## Written task
Copy nothing but the text: repeat each entry exactly and drop the images.

+ + + +

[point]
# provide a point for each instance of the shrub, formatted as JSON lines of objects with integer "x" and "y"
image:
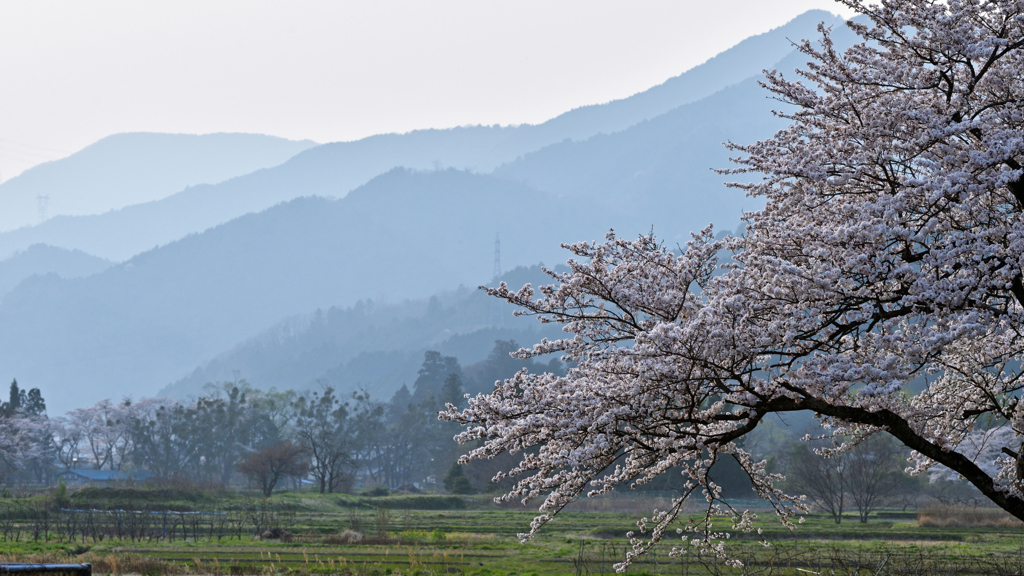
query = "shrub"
{"x": 346, "y": 537}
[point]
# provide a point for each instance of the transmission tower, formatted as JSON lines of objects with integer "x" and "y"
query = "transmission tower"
{"x": 43, "y": 204}
{"x": 497, "y": 318}
{"x": 498, "y": 256}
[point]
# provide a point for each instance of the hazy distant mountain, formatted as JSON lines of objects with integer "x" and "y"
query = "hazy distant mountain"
{"x": 372, "y": 346}
{"x": 138, "y": 326}
{"x": 334, "y": 169}
{"x": 42, "y": 259}
{"x": 132, "y": 168}
{"x": 406, "y": 234}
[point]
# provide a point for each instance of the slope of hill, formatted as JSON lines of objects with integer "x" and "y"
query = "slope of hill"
{"x": 335, "y": 168}
{"x": 132, "y": 168}
{"x": 137, "y": 326}
{"x": 372, "y": 346}
{"x": 42, "y": 259}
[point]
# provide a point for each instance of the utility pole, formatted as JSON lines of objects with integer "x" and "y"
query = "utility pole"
{"x": 497, "y": 318}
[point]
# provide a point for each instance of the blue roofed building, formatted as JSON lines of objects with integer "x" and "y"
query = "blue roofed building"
{"x": 82, "y": 477}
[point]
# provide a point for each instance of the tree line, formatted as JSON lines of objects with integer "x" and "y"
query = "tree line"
{"x": 235, "y": 434}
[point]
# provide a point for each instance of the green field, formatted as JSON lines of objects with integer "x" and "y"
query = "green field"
{"x": 428, "y": 535}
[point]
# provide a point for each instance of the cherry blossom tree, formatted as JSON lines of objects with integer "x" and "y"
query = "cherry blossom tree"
{"x": 889, "y": 252}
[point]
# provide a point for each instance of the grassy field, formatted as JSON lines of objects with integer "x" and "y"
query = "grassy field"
{"x": 310, "y": 533}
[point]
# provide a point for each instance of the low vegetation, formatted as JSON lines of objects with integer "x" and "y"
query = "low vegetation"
{"x": 228, "y": 532}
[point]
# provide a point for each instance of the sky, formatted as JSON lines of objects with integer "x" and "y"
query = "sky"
{"x": 72, "y": 72}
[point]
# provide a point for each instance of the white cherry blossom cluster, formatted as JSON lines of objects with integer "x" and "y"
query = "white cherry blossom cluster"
{"x": 888, "y": 257}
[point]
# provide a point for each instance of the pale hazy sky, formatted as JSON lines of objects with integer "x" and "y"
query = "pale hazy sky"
{"x": 74, "y": 72}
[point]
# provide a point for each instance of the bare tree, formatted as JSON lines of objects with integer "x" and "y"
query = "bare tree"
{"x": 875, "y": 474}
{"x": 824, "y": 481}
{"x": 322, "y": 425}
{"x": 267, "y": 465}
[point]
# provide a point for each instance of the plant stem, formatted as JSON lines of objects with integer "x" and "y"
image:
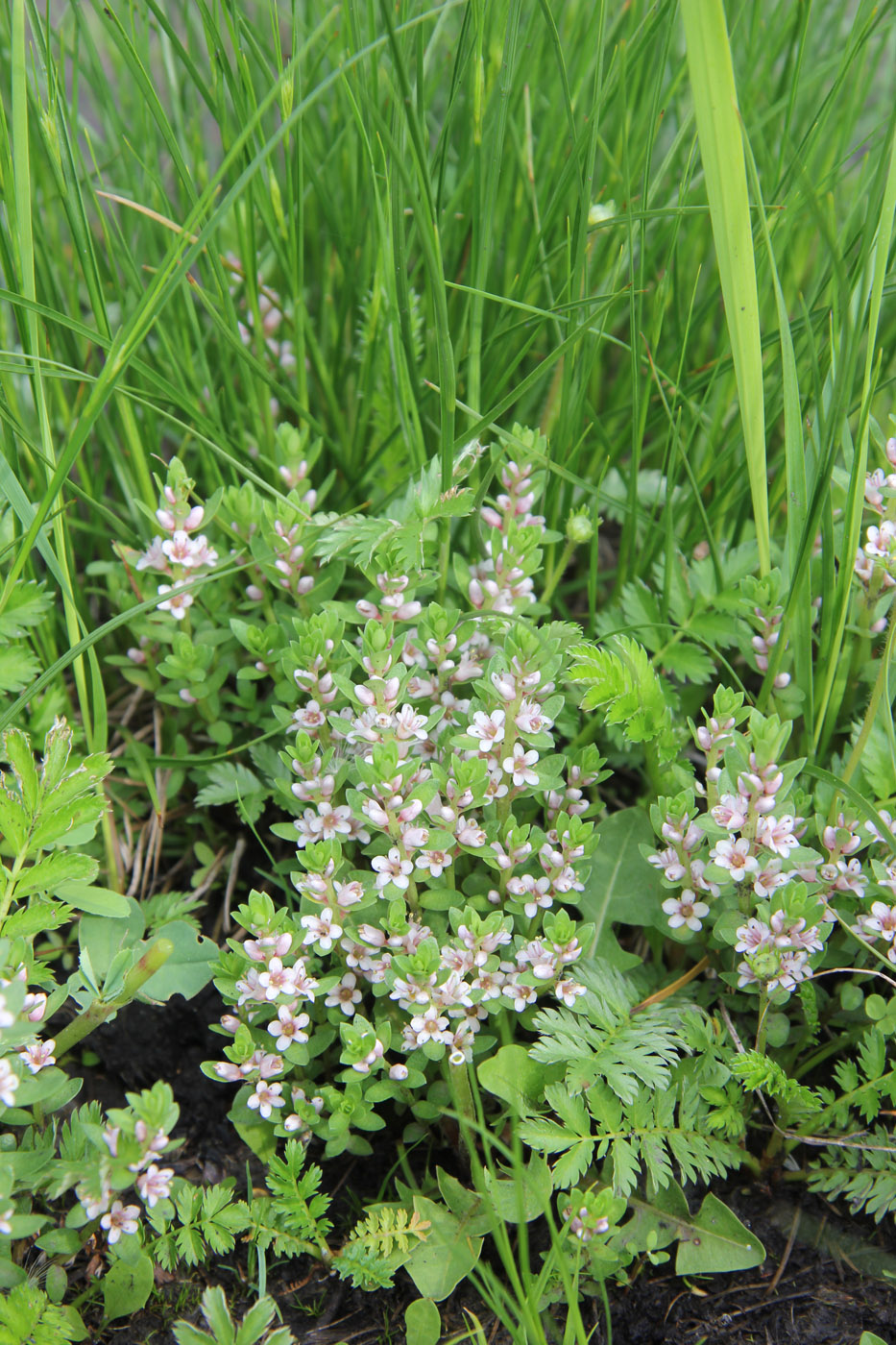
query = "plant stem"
{"x": 871, "y": 713}
{"x": 154, "y": 958}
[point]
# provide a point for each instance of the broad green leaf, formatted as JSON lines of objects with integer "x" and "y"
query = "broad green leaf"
{"x": 94, "y": 901}
{"x": 439, "y": 1264}
{"x": 620, "y": 884}
{"x": 188, "y": 967}
{"x": 466, "y": 1204}
{"x": 127, "y": 1286}
{"x": 24, "y": 608}
{"x": 50, "y": 1087}
{"x": 101, "y": 938}
{"x": 522, "y": 1197}
{"x": 517, "y": 1079}
{"x": 717, "y": 1241}
{"x": 54, "y": 871}
{"x": 17, "y": 669}
{"x": 423, "y": 1322}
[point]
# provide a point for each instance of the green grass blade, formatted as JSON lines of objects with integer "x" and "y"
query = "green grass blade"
{"x": 718, "y": 130}
{"x": 856, "y": 497}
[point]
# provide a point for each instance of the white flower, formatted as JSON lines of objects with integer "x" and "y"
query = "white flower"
{"x": 735, "y": 856}
{"x": 288, "y": 1026}
{"x": 37, "y": 1055}
{"x": 265, "y": 1098}
{"x": 668, "y": 863}
{"x": 155, "y": 1186}
{"x": 530, "y": 717}
{"x": 685, "y": 911}
{"x": 276, "y": 979}
{"x": 429, "y": 1026}
{"x": 487, "y": 728}
{"x": 309, "y": 716}
{"x": 731, "y": 811}
{"x": 177, "y": 604}
{"x": 568, "y": 991}
{"x": 752, "y": 937}
{"x": 435, "y": 861}
{"x": 321, "y": 930}
{"x": 520, "y": 766}
{"x": 345, "y": 994}
{"x": 880, "y": 921}
{"x": 778, "y": 834}
{"x": 121, "y": 1219}
{"x": 9, "y": 1085}
{"x": 392, "y": 868}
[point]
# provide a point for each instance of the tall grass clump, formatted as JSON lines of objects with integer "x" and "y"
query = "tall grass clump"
{"x": 447, "y": 498}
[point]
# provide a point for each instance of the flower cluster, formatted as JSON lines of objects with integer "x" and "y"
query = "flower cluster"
{"x": 177, "y": 553}
{"x": 20, "y": 1051}
{"x": 440, "y": 840}
{"x": 745, "y": 849}
{"x": 131, "y": 1145}
{"x": 502, "y": 580}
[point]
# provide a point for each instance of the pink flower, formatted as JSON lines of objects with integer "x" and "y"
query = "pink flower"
{"x": 668, "y": 863}
{"x": 880, "y": 921}
{"x": 433, "y": 861}
{"x": 752, "y": 937}
{"x": 121, "y": 1219}
{"x": 392, "y": 868}
{"x": 778, "y": 834}
{"x": 278, "y": 979}
{"x": 731, "y": 811}
{"x": 345, "y": 995}
{"x": 37, "y": 1055}
{"x": 520, "y": 766}
{"x": 265, "y": 1098}
{"x": 429, "y": 1026}
{"x": 321, "y": 930}
{"x": 155, "y": 1186}
{"x": 735, "y": 856}
{"x": 9, "y": 1083}
{"x": 685, "y": 911}
{"x": 530, "y": 719}
{"x": 487, "y": 728}
{"x": 288, "y": 1026}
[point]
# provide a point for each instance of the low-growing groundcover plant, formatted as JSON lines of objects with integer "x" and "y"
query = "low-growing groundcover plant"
{"x": 554, "y": 857}
{"x": 422, "y": 955}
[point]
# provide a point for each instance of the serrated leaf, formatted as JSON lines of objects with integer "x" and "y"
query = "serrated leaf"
{"x": 17, "y": 668}
{"x": 54, "y": 871}
{"x": 234, "y": 783}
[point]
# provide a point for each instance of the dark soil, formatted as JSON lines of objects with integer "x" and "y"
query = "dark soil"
{"x": 811, "y": 1288}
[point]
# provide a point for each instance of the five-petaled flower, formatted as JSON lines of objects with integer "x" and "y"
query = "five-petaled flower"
{"x": 154, "y": 1186}
{"x": 265, "y": 1098}
{"x": 121, "y": 1219}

+ + + +

## Result of the exercise
[point]
# provide a point for each instance of the shrub, formatted as JSON lines of objects with integer "x" and "y"
image:
query = "shrub"
{"x": 346, "y": 537}
[point]
# provide a point for each instance of the transmission tower, formatted as JSON lines of objects with integer "x" and "y"
query = "transmission tower"
{"x": 43, "y": 204}
{"x": 497, "y": 318}
{"x": 498, "y": 256}
[point]
# provide a point for each instance of the hazy distant mountain, formatted as JSON lines of objects with integer "x" and "y"
query = "hazy distant mountain"
{"x": 372, "y": 346}
{"x": 138, "y": 326}
{"x": 334, "y": 169}
{"x": 42, "y": 259}
{"x": 132, "y": 168}
{"x": 406, "y": 234}
[point]
# provide a point for each instance of the slope of hill, formatted as JSON lines of objects with integer "x" and "y"
query = "slope of hill"
{"x": 335, "y": 168}
{"x": 132, "y": 168}
{"x": 137, "y": 326}
{"x": 372, "y": 346}
{"x": 42, "y": 259}
[point]
# provide a point for each instance of the utility pole, formatted as JSON lines of objects with integer "x" and "y"
query = "utility pole"
{"x": 497, "y": 318}
[point]
# provide a point for each instance of the blue roofed building, formatted as JSON lines of objects with integer "x" and "y"
query = "blue roofed building"
{"x": 82, "y": 477}
[point]
# provide a point for each instance of the tree line, formatted as JSON lines of objects with integer "x" and "y"
query = "tree line"
{"x": 235, "y": 434}
[point]
# provide a point for each instance of the green field, formatted as JSON lines of objects with integer "x" and "y"
query = "green field"
{"x": 428, "y": 535}
[point]
# provide a point for each instance of the cherry blossom tree, formatted as JSON lines of objects with integer "x" and "y"
query = "cherry blossom tree"
{"x": 889, "y": 252}
[point]
# provide a point for each instance of the grassy field, formatted as JSON lines of objects with integer "x" and "y"
query = "grassy field"
{"x": 310, "y": 533}
[point]
# provide a point for each instance of the low vegetation, formatted as JSON lines of objects with integer "x" and "y"
query = "low vegetation"
{"x": 228, "y": 532}
[point]
# provide a point for each instance of the sky, formatted as JSON lines of objects with integer "x" and "y"
query = "sky"
{"x": 72, "y": 72}
[point]
# provide a point for each instance of the white cherry blossom cluster, formatted as JSON lines of objects with integer "x" and "y"
query = "white cherry blossom cluster"
{"x": 888, "y": 257}
[point]
# provide a point for each instance of the pale hazy sky, formatted as JSON lines of objects with integer "x" and "y"
query = "pale hazy sky"
{"x": 74, "y": 72}
[point]
# provide a point for each instance of the bare tree, formatted as JSON lines of objects with integer "x" and "y"
query = "bare tree"
{"x": 875, "y": 474}
{"x": 824, "y": 481}
{"x": 322, "y": 425}
{"x": 267, "y": 465}
[point]
# provide a point for each instance of the plant stem, formatted as JSON lines of objects with integer "x" and "y"
image:
query = "plant stem"
{"x": 871, "y": 713}
{"x": 154, "y": 958}
[point]
# provide a point for each instance of the broad green leaf, formatted as JSON lines of objects with integer "x" and "y"
query = "broad green leaf"
{"x": 94, "y": 901}
{"x": 439, "y": 1264}
{"x": 620, "y": 884}
{"x": 188, "y": 967}
{"x": 466, "y": 1204}
{"x": 127, "y": 1286}
{"x": 24, "y": 608}
{"x": 50, "y": 1087}
{"x": 101, "y": 938}
{"x": 522, "y": 1197}
{"x": 517, "y": 1079}
{"x": 717, "y": 1241}
{"x": 54, "y": 871}
{"x": 17, "y": 669}
{"x": 423, "y": 1322}
[point]
# provide a point for each instance of the green grass blade, formatted as JSON lines of objects with integer "x" and "y"
query = "green grass blade"
{"x": 718, "y": 130}
{"x": 856, "y": 497}
[point]
# provide a point for each instance of the white flower, formatted as JSON lines of objects with integer "x" and "y"
query = "white flower"
{"x": 735, "y": 856}
{"x": 288, "y": 1026}
{"x": 37, "y": 1055}
{"x": 265, "y": 1098}
{"x": 668, "y": 863}
{"x": 155, "y": 1186}
{"x": 530, "y": 717}
{"x": 685, "y": 911}
{"x": 276, "y": 979}
{"x": 429, "y": 1026}
{"x": 487, "y": 728}
{"x": 309, "y": 716}
{"x": 731, "y": 811}
{"x": 177, "y": 604}
{"x": 568, "y": 991}
{"x": 752, "y": 937}
{"x": 435, "y": 861}
{"x": 321, "y": 930}
{"x": 520, "y": 766}
{"x": 345, "y": 994}
{"x": 880, "y": 921}
{"x": 778, "y": 834}
{"x": 121, "y": 1219}
{"x": 9, "y": 1085}
{"x": 392, "y": 868}
[point]
# provide a point for each instance of the tall grass clump, formatted as JSON lines of objects with integer "x" and "y"
query = "tall grass clump"
{"x": 447, "y": 498}
[point]
# provide a point for each instance of the flower cluster, formatted as JSON lines of objects with integer "x" and "y"
query = "flower cluster"
{"x": 177, "y": 553}
{"x": 20, "y": 1051}
{"x": 440, "y": 840}
{"x": 745, "y": 849}
{"x": 131, "y": 1145}
{"x": 502, "y": 580}
[point]
# provide a point for each instance of the pink flower, formatted as JSON lines of objects with integer "x" and "y"
query = "pink flower"
{"x": 668, "y": 863}
{"x": 880, "y": 921}
{"x": 433, "y": 861}
{"x": 752, "y": 937}
{"x": 121, "y": 1219}
{"x": 392, "y": 868}
{"x": 778, "y": 834}
{"x": 278, "y": 979}
{"x": 731, "y": 811}
{"x": 345, "y": 995}
{"x": 37, "y": 1055}
{"x": 520, "y": 766}
{"x": 265, "y": 1098}
{"x": 429, "y": 1026}
{"x": 321, "y": 930}
{"x": 155, "y": 1186}
{"x": 735, "y": 856}
{"x": 9, "y": 1083}
{"x": 685, "y": 911}
{"x": 530, "y": 719}
{"x": 487, "y": 728}
{"x": 288, "y": 1026}
[point]
# provide a point for each instance of the low-growing groundcover plant, formatted as JSON lines of objects with integer "x" and "y"
query = "low-growing groundcover plant"
{"x": 554, "y": 857}
{"x": 422, "y": 955}
[point]
# provide a point for each instance of the serrated leaf, formatted as JSON lines of objects with integer "x" and "y"
query = "serrated leaf"
{"x": 17, "y": 668}
{"x": 54, "y": 871}
{"x": 234, "y": 783}
[point]
# provide a point for each instance of the dark soil, formatted as JSON lines of objects with integer "x" and "y"
query = "dark soil"
{"x": 811, "y": 1288}
[point]
# provide a point for each instance of the five-petaled flower, formatted as JSON lines of objects with integer "x" and "y"
query = "five-petaled flower"
{"x": 154, "y": 1186}
{"x": 265, "y": 1098}
{"x": 121, "y": 1219}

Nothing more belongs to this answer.